(Listing for locating named things)
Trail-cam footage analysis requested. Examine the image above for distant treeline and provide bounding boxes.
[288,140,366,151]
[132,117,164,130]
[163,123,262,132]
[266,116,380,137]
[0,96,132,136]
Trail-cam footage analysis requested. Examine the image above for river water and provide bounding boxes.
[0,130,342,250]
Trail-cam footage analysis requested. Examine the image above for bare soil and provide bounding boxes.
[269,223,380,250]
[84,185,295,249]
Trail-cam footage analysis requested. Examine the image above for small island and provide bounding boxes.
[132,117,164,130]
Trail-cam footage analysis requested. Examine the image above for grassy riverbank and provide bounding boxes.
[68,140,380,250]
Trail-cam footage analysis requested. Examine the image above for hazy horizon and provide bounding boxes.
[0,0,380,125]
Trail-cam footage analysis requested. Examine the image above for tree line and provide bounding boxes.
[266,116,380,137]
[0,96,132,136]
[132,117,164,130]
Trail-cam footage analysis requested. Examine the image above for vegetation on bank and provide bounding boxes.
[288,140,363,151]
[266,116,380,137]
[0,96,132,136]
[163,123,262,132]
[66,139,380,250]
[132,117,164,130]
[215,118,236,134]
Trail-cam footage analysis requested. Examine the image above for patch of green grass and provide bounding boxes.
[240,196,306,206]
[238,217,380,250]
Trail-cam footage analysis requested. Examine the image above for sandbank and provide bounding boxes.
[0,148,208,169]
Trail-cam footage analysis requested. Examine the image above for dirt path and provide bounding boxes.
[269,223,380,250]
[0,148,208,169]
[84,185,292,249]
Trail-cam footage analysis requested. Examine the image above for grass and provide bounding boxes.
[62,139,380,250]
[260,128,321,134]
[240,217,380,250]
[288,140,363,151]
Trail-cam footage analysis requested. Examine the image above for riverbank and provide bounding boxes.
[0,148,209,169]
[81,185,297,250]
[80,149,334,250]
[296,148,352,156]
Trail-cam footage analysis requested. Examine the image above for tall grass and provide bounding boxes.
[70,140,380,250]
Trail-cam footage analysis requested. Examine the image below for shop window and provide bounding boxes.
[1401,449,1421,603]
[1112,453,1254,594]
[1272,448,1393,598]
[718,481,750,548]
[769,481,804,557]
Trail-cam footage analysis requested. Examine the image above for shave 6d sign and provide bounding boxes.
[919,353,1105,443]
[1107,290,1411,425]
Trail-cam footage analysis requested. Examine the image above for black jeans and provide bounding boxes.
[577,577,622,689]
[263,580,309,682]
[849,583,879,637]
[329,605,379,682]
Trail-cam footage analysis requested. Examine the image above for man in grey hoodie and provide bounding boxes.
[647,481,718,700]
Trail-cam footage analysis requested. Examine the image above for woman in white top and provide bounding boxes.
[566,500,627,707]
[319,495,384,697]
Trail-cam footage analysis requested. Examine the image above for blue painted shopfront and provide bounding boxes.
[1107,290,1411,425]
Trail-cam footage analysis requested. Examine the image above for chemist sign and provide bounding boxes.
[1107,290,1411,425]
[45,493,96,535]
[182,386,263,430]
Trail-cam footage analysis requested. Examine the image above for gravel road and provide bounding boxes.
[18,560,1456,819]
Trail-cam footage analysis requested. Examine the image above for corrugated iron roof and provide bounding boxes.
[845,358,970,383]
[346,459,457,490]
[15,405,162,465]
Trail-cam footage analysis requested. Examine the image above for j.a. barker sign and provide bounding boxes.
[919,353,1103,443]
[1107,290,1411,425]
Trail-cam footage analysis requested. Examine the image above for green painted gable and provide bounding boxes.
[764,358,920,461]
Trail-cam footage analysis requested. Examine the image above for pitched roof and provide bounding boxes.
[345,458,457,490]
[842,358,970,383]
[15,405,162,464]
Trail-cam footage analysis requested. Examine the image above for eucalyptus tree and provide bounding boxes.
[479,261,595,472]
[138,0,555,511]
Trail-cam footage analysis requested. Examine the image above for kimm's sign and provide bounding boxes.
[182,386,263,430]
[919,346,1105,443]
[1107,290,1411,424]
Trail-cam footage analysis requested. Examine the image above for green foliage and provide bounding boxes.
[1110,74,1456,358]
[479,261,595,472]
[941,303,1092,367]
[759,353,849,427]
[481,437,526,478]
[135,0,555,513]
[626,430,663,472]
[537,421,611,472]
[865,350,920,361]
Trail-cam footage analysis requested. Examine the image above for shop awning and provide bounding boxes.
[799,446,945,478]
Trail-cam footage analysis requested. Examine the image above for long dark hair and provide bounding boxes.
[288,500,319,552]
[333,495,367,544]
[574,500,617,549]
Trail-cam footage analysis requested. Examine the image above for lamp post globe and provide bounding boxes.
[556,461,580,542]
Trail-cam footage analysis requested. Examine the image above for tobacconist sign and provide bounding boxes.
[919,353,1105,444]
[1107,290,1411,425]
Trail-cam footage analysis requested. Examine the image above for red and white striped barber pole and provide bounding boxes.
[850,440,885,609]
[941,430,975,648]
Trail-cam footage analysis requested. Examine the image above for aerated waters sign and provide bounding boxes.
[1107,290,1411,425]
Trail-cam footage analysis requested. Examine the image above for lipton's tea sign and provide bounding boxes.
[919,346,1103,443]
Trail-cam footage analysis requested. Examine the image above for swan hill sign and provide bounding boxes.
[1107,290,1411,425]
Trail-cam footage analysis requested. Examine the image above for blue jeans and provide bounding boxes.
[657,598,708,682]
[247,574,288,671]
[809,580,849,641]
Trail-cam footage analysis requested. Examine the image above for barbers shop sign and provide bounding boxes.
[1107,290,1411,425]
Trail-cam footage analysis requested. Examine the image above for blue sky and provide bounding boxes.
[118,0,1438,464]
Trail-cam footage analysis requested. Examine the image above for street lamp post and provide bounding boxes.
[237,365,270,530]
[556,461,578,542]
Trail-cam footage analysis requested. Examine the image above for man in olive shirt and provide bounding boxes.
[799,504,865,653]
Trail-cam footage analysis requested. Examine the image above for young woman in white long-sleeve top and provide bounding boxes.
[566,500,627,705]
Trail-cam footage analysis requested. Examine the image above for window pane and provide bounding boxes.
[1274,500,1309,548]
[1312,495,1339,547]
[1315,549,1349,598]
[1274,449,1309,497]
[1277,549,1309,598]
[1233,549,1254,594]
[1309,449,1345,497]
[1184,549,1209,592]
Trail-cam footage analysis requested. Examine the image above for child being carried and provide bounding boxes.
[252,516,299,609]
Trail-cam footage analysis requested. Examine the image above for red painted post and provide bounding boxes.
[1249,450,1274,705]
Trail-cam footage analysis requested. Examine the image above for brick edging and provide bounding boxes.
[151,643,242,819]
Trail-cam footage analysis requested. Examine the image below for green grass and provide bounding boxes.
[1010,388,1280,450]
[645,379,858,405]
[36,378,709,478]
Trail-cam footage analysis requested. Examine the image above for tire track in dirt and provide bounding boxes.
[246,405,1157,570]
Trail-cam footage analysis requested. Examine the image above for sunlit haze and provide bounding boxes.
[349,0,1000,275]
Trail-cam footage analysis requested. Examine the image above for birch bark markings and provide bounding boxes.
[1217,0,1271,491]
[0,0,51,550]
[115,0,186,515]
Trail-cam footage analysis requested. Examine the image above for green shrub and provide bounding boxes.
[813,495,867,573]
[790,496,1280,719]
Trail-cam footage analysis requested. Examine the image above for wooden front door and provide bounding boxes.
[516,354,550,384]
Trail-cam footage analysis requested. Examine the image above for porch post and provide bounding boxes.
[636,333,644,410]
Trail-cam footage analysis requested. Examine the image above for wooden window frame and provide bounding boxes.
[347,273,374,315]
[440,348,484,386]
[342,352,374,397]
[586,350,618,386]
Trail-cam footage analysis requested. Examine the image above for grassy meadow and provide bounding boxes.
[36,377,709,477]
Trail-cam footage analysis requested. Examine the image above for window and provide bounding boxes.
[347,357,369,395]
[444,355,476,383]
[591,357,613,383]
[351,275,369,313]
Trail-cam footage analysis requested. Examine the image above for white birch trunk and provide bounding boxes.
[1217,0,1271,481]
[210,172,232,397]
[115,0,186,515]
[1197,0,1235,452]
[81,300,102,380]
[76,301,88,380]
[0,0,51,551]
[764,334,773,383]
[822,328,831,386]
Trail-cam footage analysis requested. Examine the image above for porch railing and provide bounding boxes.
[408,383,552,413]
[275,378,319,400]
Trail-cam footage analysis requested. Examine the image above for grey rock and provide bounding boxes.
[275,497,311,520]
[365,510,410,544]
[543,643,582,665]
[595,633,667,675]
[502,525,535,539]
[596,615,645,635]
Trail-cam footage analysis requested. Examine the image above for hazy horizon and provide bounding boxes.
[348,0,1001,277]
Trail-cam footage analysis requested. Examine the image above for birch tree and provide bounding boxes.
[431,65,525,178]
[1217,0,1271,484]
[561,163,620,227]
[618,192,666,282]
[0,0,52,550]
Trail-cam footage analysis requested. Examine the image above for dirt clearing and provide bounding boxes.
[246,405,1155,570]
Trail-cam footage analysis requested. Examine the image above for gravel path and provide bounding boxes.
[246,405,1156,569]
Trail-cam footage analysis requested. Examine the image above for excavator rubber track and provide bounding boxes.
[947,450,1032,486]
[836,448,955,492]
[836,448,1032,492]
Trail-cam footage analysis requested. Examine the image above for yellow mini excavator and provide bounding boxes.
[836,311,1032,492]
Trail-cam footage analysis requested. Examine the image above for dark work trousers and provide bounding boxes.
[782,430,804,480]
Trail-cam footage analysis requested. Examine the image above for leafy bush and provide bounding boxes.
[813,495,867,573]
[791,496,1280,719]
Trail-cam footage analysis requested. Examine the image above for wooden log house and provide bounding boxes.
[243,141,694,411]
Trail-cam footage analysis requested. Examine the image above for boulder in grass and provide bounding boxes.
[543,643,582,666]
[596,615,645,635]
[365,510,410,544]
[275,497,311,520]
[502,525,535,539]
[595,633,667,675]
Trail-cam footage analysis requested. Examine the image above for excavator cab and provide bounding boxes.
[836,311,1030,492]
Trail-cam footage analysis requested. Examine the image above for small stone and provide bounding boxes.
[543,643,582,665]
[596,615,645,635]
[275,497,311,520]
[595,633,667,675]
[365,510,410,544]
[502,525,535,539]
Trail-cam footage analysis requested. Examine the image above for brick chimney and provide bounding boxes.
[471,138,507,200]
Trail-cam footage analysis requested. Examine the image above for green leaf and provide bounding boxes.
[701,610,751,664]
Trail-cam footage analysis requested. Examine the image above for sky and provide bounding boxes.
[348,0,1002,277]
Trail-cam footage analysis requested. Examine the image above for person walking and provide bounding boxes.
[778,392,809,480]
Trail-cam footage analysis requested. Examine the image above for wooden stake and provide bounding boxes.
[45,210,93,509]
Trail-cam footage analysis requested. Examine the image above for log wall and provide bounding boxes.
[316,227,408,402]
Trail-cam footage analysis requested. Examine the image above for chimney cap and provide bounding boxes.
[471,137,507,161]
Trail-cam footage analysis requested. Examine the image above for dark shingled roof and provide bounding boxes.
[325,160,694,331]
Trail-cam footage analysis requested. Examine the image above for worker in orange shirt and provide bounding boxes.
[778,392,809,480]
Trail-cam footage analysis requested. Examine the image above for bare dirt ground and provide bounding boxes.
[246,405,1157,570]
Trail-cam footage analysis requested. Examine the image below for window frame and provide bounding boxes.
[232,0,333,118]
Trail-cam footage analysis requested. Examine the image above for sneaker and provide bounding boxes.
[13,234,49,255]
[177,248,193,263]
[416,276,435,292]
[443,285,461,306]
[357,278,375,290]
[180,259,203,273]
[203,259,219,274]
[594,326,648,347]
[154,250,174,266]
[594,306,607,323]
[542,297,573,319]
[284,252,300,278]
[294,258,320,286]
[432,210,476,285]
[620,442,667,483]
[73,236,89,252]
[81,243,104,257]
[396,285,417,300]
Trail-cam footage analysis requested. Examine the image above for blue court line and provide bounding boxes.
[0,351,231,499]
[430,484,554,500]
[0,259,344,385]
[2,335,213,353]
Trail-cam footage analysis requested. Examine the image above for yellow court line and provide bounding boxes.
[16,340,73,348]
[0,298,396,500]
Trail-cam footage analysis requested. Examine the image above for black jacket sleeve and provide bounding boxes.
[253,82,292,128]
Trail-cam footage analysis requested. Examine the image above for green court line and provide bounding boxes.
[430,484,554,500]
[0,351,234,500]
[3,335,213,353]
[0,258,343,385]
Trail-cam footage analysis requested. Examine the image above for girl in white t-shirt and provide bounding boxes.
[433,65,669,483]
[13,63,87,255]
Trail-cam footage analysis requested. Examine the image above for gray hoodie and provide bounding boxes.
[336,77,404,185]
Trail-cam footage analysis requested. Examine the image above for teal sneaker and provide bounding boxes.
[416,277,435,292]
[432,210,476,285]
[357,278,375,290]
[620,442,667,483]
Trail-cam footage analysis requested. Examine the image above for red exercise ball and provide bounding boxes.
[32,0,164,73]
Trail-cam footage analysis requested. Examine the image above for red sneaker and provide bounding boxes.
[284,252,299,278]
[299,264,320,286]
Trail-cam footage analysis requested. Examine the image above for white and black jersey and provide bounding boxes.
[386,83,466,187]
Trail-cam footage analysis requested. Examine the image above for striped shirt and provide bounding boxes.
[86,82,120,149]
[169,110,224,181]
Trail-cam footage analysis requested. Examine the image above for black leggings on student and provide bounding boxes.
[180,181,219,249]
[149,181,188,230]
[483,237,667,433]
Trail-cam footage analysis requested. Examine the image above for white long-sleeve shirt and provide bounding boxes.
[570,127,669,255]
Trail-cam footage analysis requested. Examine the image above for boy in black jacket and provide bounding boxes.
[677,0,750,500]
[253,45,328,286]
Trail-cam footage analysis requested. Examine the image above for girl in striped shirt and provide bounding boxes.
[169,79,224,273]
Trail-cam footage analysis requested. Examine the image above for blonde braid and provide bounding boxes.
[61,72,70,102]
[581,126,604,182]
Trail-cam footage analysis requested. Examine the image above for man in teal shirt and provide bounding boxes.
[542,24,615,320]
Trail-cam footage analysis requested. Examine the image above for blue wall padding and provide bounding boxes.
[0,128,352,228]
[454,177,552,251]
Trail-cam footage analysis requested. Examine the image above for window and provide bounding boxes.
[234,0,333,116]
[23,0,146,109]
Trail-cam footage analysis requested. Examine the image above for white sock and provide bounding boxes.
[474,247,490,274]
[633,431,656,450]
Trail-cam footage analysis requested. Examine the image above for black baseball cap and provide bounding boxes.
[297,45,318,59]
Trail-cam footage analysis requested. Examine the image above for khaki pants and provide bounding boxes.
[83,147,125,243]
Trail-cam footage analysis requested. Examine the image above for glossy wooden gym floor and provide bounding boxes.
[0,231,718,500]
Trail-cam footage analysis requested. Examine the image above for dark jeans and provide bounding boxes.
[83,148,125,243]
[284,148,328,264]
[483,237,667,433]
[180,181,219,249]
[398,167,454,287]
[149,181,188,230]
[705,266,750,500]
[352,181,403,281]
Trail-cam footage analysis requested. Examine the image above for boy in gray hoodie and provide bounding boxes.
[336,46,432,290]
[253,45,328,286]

Task directions :: Render the listing as a JSON list of strings, one string per line and blank lines omitted, starting at the line containing "pole and provide bounding boxes." and ending at the line containing "[919,346,1103,443]", with both of those lines included.

Task output ::
[
  "Trail-cam footage analysis requested. Examine the image above for red and white striped barber pole and provide bounding boxes.",
  "[850,440,885,609]",
  "[941,430,975,648]",
  "Trail-cam footage analysis requested. Examine the image above for aerated waters sign and provide bounding boxes.",
  "[1107,290,1411,425]",
  "Trail-cam footage analysis requested. Examine the image above for lipton's tea sign and provide bounding boxes.",
  "[919,346,1103,443]"
]